Problem: Rewrite the lines of the records below as a numbered list, starting at the line that contains "of the patch" and ending at the last line of the records, and leave out any blank lines.

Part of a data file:
"""

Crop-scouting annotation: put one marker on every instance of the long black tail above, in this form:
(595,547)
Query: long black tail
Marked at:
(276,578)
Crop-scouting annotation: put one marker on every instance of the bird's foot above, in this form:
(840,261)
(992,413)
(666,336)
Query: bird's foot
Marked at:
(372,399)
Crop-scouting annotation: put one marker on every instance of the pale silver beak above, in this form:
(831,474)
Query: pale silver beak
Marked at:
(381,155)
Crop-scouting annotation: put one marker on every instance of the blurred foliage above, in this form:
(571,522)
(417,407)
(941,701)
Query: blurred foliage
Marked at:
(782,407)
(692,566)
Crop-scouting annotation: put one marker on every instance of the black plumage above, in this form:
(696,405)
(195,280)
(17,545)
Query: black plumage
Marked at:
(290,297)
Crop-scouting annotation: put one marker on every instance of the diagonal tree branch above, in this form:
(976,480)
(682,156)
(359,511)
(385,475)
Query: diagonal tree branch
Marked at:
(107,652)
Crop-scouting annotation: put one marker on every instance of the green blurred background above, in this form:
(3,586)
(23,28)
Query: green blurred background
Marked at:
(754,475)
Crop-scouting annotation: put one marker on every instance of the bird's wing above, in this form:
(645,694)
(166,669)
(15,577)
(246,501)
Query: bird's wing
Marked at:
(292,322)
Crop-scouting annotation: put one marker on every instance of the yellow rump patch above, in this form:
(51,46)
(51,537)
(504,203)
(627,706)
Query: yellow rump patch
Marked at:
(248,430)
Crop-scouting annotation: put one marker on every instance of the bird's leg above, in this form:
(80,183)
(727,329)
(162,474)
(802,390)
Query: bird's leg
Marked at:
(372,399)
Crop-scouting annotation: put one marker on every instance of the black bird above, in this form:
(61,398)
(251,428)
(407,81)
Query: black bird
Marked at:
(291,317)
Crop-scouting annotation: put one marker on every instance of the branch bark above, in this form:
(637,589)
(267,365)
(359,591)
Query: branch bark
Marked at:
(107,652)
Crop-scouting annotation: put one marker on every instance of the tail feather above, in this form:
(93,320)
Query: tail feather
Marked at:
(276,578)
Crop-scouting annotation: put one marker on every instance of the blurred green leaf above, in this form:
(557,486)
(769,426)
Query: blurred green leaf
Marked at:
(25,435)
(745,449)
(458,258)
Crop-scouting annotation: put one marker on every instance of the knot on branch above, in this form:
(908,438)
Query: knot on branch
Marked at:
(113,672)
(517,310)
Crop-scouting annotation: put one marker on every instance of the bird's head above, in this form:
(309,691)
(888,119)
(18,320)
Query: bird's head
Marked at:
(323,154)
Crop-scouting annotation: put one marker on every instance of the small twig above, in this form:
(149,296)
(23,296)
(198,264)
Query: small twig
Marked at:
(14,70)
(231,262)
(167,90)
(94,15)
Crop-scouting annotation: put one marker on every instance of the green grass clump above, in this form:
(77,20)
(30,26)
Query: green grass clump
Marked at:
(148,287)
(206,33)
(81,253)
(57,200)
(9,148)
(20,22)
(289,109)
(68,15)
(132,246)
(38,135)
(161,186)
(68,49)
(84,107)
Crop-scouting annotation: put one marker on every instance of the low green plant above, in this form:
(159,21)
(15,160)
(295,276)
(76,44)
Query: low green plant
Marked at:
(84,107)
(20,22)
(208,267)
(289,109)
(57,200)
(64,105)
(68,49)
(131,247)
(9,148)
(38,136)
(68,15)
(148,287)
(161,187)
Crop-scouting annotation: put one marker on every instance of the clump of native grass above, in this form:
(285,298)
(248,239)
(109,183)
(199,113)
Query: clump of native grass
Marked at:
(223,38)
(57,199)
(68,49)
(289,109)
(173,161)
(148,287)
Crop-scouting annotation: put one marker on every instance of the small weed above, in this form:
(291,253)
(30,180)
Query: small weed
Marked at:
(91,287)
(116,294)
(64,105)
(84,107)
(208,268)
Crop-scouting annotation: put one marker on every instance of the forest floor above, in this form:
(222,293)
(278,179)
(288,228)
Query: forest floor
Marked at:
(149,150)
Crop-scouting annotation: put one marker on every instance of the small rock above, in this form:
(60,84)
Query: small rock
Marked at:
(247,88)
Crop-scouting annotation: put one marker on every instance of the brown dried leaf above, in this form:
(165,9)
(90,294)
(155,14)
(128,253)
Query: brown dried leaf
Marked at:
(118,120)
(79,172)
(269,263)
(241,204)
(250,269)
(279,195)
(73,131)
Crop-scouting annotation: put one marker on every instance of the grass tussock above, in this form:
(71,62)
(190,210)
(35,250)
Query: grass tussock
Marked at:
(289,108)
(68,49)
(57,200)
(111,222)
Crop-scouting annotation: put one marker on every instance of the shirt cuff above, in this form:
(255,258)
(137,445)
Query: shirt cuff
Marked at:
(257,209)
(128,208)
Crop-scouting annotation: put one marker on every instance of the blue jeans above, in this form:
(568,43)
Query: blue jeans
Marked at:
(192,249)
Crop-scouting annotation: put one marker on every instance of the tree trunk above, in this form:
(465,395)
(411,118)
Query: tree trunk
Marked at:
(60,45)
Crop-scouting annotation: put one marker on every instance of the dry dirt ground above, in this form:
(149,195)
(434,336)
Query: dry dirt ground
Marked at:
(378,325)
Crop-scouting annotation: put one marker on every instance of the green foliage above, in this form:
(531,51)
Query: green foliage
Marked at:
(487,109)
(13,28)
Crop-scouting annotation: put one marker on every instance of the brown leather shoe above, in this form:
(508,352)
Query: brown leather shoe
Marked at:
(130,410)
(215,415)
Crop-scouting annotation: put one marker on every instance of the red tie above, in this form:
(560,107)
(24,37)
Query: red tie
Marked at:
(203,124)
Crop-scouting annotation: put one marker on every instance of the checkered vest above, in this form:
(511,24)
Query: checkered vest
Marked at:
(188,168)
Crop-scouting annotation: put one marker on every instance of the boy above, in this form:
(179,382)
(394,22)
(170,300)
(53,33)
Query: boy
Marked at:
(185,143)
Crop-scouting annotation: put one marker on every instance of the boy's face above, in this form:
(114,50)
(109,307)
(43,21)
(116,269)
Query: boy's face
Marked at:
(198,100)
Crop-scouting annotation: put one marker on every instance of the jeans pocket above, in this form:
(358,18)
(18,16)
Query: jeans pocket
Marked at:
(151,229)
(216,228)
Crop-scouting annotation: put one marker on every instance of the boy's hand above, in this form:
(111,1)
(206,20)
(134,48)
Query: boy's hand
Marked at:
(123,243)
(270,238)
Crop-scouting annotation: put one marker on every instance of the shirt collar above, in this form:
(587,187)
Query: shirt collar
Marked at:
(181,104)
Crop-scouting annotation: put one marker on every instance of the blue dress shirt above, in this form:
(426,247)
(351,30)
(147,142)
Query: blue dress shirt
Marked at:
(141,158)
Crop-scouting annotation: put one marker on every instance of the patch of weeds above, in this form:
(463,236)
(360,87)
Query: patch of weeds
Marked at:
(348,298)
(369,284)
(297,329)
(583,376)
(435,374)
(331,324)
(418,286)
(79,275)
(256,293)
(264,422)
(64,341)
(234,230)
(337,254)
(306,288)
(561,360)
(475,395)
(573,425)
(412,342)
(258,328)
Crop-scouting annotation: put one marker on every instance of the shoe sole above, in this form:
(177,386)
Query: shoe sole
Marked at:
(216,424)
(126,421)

"""

Result for this exercise:
1. Crop-scouting annotation: put one marker on every instance of the patch of weeds above, in this form:
2. (463,236)
3. (360,87)
4. Query: patch of weeds
5. Marked at:
6. (348,298)
7. (369,284)
8. (297,329)
9. (583,376)
10. (435,374)
11. (331,324)
12. (418,286)
13. (79,275)
14. (256,293)
15. (264,422)
16. (64,341)
17. (234,230)
18. (337,254)
19. (306,288)
20. (561,360)
21. (475,395)
22. (573,425)
23. (412,342)
24. (258,328)
25. Crop-scouting annotation: put one marker on every instance of the shoe sole above, in this form:
26. (177,386)
27. Query: shoe sole
28. Marked at:
29. (216,424)
30. (126,421)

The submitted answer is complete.